- [What to produce]: Print each item below word for word, and leave the pictures out of your answer.

- [Stored rows]:
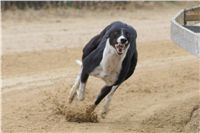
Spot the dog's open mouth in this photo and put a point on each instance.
(119, 49)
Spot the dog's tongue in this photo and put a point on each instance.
(119, 51)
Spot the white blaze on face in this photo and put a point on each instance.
(120, 48)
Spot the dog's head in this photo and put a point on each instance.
(120, 40)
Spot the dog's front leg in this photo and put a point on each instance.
(74, 88)
(107, 102)
(81, 90)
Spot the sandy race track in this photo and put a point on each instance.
(38, 69)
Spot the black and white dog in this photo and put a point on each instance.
(111, 56)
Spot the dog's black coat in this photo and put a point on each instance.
(93, 53)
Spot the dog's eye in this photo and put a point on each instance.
(127, 35)
(115, 33)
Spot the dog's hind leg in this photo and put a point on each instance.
(74, 88)
(104, 91)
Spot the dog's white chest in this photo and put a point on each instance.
(110, 65)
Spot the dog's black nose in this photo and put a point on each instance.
(123, 40)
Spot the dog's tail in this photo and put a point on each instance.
(79, 62)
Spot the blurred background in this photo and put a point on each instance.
(41, 41)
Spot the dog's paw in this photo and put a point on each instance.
(71, 98)
(80, 95)
(103, 115)
(90, 108)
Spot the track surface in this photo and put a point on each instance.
(38, 65)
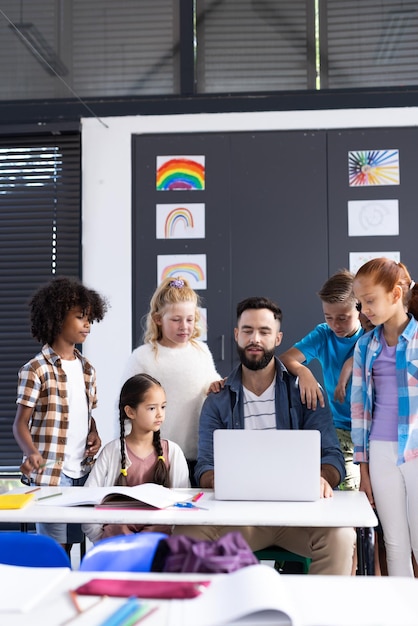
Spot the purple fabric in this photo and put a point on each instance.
(228, 554)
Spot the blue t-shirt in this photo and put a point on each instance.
(332, 352)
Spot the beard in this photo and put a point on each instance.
(255, 364)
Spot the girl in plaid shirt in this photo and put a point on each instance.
(384, 404)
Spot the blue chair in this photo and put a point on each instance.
(31, 550)
(123, 553)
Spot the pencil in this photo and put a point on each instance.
(51, 495)
(32, 490)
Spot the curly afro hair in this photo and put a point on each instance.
(51, 303)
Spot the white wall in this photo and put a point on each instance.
(106, 215)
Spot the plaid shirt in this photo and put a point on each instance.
(362, 393)
(42, 386)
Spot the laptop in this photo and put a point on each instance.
(270, 465)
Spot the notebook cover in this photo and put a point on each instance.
(15, 500)
(157, 589)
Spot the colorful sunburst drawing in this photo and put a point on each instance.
(373, 167)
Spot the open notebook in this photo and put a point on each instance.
(271, 465)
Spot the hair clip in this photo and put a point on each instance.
(178, 283)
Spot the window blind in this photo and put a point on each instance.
(371, 43)
(244, 45)
(40, 238)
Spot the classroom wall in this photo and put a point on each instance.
(106, 214)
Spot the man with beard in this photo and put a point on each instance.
(256, 396)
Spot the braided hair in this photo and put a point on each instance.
(132, 394)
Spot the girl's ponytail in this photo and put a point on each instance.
(161, 475)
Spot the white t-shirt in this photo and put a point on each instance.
(260, 411)
(77, 418)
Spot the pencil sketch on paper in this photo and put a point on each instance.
(373, 218)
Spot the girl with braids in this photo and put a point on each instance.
(173, 354)
(384, 405)
(141, 456)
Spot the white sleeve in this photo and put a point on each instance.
(179, 470)
(103, 474)
(210, 368)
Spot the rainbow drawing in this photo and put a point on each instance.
(190, 266)
(373, 167)
(193, 270)
(182, 216)
(186, 173)
(180, 221)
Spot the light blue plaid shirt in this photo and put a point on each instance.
(362, 392)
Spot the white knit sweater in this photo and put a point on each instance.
(185, 373)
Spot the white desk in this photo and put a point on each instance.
(345, 508)
(327, 601)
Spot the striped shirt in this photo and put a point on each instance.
(363, 392)
(42, 386)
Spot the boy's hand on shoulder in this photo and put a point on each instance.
(32, 464)
(93, 443)
(339, 392)
(216, 386)
(310, 391)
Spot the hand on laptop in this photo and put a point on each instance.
(326, 489)
(207, 480)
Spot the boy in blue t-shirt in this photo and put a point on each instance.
(332, 344)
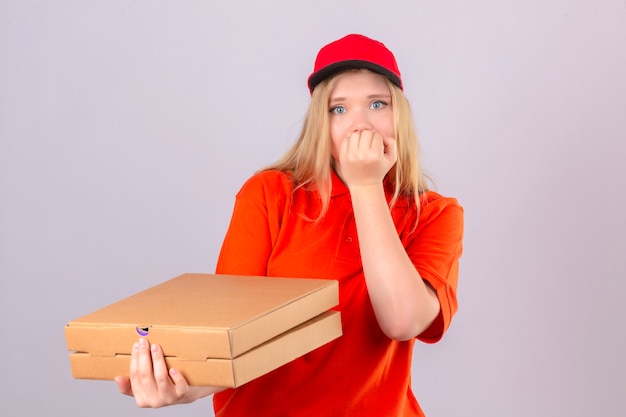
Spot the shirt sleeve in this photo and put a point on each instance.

- [Correct response]:
Spot the dog's open mouth in this photo and put a point on each instance.
(119, 49)
Spot the dog's tongue in this photo and put a point on each instance.
(119, 51)
Spot the white blaze on face in this photo and put a point on each instance.
(120, 48)
Spot the dog's head in this photo and put a point on each instance.
(120, 40)
Spot the dog's front leg in this photo and put a point on each instance.
(74, 88)
(107, 102)
(81, 90)
Spot the sandy race track in this photo and put a point on each instance.
(38, 69)
Spot the black and white dog in this photo and put a point on each instance.
(111, 56)
Spot the dog's black coat in this photo and put a point on each instance.
(93, 53)
Spot the dog's eye in this photo and put a point on each instance.
(127, 35)
(115, 33)
Spot the dog's hind leg in this photo and put a point on each instance.
(74, 88)
(104, 91)
Spot the dog's white chest in this photo and put a point on each instance.
(110, 65)
Spot the dog's black nose in this photo and put a point on each instance.
(123, 40)
Spot the dog's tail in this photo and put a point on each instance.
(79, 62)
Spot the blurred background in this photo and put a point on each instance.
(41, 41)
Spot the dog's paw in this photo and put a point on each instance.
(71, 98)
(80, 95)
(103, 115)
(90, 108)
Spot the track surface in this photo and put a point on each instance.
(38, 65)
Spot the purple fabric in this photo and put a point on each instance.
(228, 554)
Spot the blue t-shirt in this photo and put a point on each instance.
(332, 352)
Spot the beard in this photo and put a point on each instance.
(255, 364)
Spot the girl in plaid shirt in this photo and put a point on each instance.
(384, 404)
Spot the blue chair in this photo and put a point on each instance.
(31, 550)
(123, 553)
Spot the pencil in this photo and put a point on each instance.
(51, 495)
(32, 490)
Spot the curly afro hair in this photo and put a point on each instance.
(51, 303)
Spot the white wall in this photo and put a point on each instance.
(106, 215)
Spot the plaid shirt in this photo and put a point on each instance.
(362, 393)
(42, 386)
Spot the laptop in this photo and put a point on each instance.
(270, 465)
Spot the notebook cover in this photo and put a point on each instance.
(15, 500)
(157, 589)
Spot the colorful sunburst drawing in this photo and put a point on each instance.
(373, 167)
Spot the open notebook in this photo and put a point on each instance.
(271, 465)
Spot the hair clip in this photo and put a point on each instance.
(178, 283)
Spot the window blind in this photo and put a point on each instance.
(371, 43)
(244, 45)
(40, 238)
Spot the classroom wall in this photo and put a point on each instance.
(106, 214)
Spot the man with beard in this photo and put a point on each instance.
(256, 396)
Spot the braided hair in this photo and put a point on each instance.
(132, 394)
Spot the girl's ponytail in this photo and put a point on each instance.
(161, 475)
Spot the white t-shirt in this photo and put a point on each instance.
(260, 411)
(77, 418)
Spot the pencil sketch on paper in this photo and put a point on each instance.
(373, 218)
Spot the girl with braids in this photo and put a point on each instance.
(173, 354)
(384, 405)
(141, 456)
Spot the white sleeve in this photo and put a point on each instance.
(179, 470)
(103, 474)
(210, 368)
Spot the rainbow drawing in this photo and put a point on each instance.
(190, 266)
(373, 167)
(193, 270)
(182, 216)
(186, 173)
(180, 221)
Spot the light blue plaid shirt in this photo and put a point on each instance.
(362, 392)
Spot the white knit sweater in this photo and put a point on each instance.
(185, 373)
Spot the white desk in this photo and put a point on each instance.
(345, 508)
(327, 601)
Spot the striped shirt in this photo and put a point on each instance.
(363, 392)
(42, 386)
Spot the boy's hand on shoulder in this photo and put a point on each instance.
(32, 464)
(93, 443)
(339, 392)
(216, 386)
(310, 391)
Spot the hand on laptop in this photo and put a point on each instance.
(326, 489)
(207, 480)
Spot the boy in blue t-shirt in this photo and put a point on each instance.
(332, 344)
Spot the shirt sleeve in this photo and put a point on each instance.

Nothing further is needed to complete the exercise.